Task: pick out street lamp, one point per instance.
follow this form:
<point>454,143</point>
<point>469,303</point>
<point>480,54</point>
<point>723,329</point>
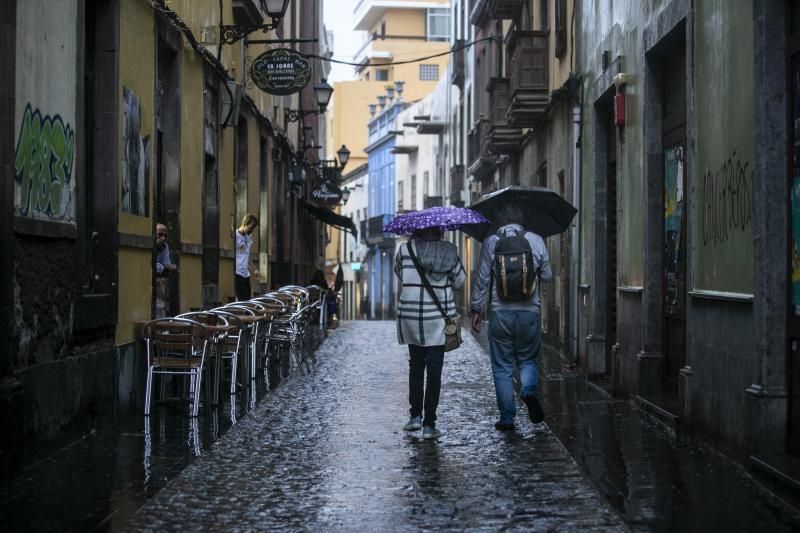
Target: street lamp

━━━━━━━━━━━━━━━━━━━━

WORK TO BE COMPLETED: Rewrite the items with "street lamp" changed to "lamppost" everywhere and everything else the same. Leave out the pictures.

TASK RESPONSE:
Task: pick out lamppost, one point per instance.
follow this form:
<point>454,143</point>
<point>469,303</point>
<point>480,54</point>
<point>723,329</point>
Target: lamppost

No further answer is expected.